SET TASK = Each entry below should be reproduced character for character.

INFORMATION GIVEN =
--- BEGIN ---

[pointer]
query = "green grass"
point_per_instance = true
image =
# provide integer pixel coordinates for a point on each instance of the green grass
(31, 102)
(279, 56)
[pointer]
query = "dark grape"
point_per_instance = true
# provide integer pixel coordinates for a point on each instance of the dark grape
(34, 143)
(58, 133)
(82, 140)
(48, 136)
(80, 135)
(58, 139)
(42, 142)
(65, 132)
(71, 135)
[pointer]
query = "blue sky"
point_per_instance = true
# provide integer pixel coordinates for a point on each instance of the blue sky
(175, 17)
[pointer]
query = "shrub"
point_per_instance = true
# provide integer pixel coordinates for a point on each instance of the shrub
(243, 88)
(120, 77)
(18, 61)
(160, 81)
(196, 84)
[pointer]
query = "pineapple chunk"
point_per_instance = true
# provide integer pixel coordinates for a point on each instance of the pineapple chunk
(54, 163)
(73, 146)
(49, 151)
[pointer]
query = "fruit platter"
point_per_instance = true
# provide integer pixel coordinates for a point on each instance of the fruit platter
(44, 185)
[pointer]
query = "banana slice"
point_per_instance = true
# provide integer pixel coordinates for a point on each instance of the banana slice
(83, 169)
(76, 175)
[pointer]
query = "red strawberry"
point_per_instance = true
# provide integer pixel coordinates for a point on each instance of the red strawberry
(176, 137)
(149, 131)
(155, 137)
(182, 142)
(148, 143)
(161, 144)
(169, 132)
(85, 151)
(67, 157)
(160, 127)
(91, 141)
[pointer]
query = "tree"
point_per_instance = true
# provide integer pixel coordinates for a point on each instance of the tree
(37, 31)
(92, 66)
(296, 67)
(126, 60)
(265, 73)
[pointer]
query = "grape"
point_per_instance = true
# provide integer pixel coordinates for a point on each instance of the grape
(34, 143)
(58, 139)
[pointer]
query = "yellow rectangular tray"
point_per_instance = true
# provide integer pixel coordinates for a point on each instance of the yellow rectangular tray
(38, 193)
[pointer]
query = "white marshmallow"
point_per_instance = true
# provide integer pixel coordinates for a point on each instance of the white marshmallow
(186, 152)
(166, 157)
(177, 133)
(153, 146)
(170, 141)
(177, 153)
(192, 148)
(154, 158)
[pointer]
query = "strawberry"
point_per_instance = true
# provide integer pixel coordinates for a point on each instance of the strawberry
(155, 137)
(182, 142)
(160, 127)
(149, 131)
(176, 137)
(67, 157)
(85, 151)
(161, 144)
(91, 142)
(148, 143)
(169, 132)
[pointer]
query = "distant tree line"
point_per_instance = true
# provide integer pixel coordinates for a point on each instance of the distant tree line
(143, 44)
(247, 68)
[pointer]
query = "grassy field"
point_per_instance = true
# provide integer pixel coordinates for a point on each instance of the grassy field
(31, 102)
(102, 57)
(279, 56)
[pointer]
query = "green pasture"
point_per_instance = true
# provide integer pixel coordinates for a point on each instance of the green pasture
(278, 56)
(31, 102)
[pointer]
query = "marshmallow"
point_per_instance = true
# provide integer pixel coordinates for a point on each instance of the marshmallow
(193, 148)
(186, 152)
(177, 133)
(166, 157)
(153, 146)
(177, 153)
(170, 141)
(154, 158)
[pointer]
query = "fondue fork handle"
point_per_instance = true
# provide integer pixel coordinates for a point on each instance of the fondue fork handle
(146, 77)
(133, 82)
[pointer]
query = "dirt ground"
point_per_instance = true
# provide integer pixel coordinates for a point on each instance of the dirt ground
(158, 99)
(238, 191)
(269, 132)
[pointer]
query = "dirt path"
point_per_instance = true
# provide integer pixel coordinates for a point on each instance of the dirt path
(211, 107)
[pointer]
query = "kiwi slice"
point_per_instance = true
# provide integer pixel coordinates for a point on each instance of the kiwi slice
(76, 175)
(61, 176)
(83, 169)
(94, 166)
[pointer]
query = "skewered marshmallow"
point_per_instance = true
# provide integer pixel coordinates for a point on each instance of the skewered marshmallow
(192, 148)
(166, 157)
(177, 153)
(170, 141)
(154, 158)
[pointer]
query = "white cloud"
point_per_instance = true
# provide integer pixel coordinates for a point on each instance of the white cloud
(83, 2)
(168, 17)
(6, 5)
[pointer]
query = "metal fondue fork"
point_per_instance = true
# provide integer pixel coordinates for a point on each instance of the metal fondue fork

--- END ---

FINISHED ANSWER =
[pointer]
query = "green grass"
point_per_instance = true
image =
# provide integer pixel coordinates for a point on each instance of the green grass
(31, 102)
(279, 56)
[pointer]
query = "dark grape"
point_per_instance = true
# provide integer pixel coordinates for a point on each instance of the dark grape
(34, 143)
(58, 133)
(82, 140)
(48, 136)
(80, 135)
(58, 139)
(42, 142)
(65, 132)
(71, 135)
[pointer]
query = "blue sky"
point_per_instance = true
# provide integer pixel coordinates for a point on each instance of the blue sky
(175, 17)
[pointer]
query = "shrub"
point_per_instance = true
# provide integer pixel coordinates for a point on each instance of the shrub
(243, 88)
(120, 77)
(18, 61)
(160, 81)
(196, 84)
[pointer]
query = "pineapple chunk"
point_per_instance = true
# provide integer pixel coordinates for a point on each instance of the pineapple chunk
(54, 163)
(73, 146)
(49, 151)
[pointer]
query = "fruit platter"
point_per_instance = true
# provide integer pixel coordinates for a point on each instance of the fruit platter
(44, 185)
[pointer]
query = "banana slice"
point_per_instance = true
# provide integer pixel coordinates for a point on each instance of the banana slice
(83, 169)
(76, 175)
[pointer]
query = "red strawberry"
point_per_instance = true
# provide integer pixel coordinates for a point on each instance of the red strawberry
(176, 137)
(149, 131)
(155, 137)
(182, 142)
(148, 143)
(161, 144)
(169, 132)
(85, 151)
(67, 157)
(160, 127)
(91, 141)
[pointer]
query = "tree"
point_per_instance = true
# provide integer pixel coordinates for a point on each instance of the tree
(37, 31)
(92, 66)
(296, 67)
(126, 60)
(265, 73)
[pointer]
query = "grape"
point_per_instance = true
# provide integer pixel coordinates for a point on each instance of the grape
(34, 143)
(58, 139)
[pointer]
query = "yellow rectangular tray"
point_per_instance = true
# provide integer pixel coordinates for a point on each instance of the yellow rectangular tray
(38, 193)
[pointer]
query = "white marshmallow"
point_per_instance = true
# provide integer pixel coordinates for a point on each instance of the white marshmallow
(186, 152)
(166, 157)
(177, 133)
(153, 146)
(170, 141)
(177, 153)
(192, 148)
(154, 158)
[pointer]
query = "strawberry"
point_per_instance = true
# provide integer pixel coordinates for a point on each instance of the strawberry
(155, 137)
(182, 142)
(160, 127)
(149, 131)
(176, 137)
(67, 157)
(85, 151)
(161, 144)
(91, 142)
(148, 143)
(169, 132)
[pointer]
query = "distant tree line"
point_per_instance = true
# provide integer pixel coordinates for a point on each instance of the distant tree line
(143, 44)
(247, 68)
[pointer]
query = "grassy field"
point_per_instance = true
# provide integer pixel coordinates for a point on each instance of the grassy field
(31, 102)
(102, 57)
(279, 56)
[pointer]
query = "green pasture"
point_per_instance = true
# provide integer pixel coordinates for a point on each instance of the green pasture
(278, 56)
(31, 102)
[pointer]
query = "marshmallow"
point_per_instance = true
# provide integer pixel coordinates for a point on each instance of the marshmallow
(193, 148)
(186, 152)
(177, 133)
(166, 157)
(153, 146)
(177, 153)
(170, 141)
(154, 158)
[pointer]
query = "fondue fork handle"
point_per_instance = true
# provide integer pixel coordinates for a point on each instance of the fondue fork handle
(146, 77)
(133, 82)
[pointer]
query = "dirt ground"
point_per_instance = true
# provide integer pixel coordinates for a point on each instance of the dirt ground
(158, 99)
(238, 191)
(269, 132)
[pointer]
query = "dirt path"
point_per_instance = true
# provide integer pixel coordinates for a point on each instance of the dirt path
(211, 107)
[pointer]
query = "kiwi slice"
point_per_instance = true
# provide integer pixel coordinates for a point on each instance of the kiwi slice
(76, 175)
(61, 176)
(83, 169)
(94, 166)
[pointer]
query = "skewered marshmallow"
point_per_instance = true
# provide integer pixel coordinates for a point on each instance of the skewered marshmallow
(192, 148)
(166, 157)
(177, 153)
(170, 141)
(154, 158)
[pointer]
query = "white cloud"
point_per_instance = true
# provide integer pixel coordinates for a point on each instance of the white cloud
(83, 2)
(168, 17)
(6, 5)
[pointer]
query = "metal fondue fork"
point_per_instance = true
# provide integer pixel coordinates for a point on each instance of the metal fondue fork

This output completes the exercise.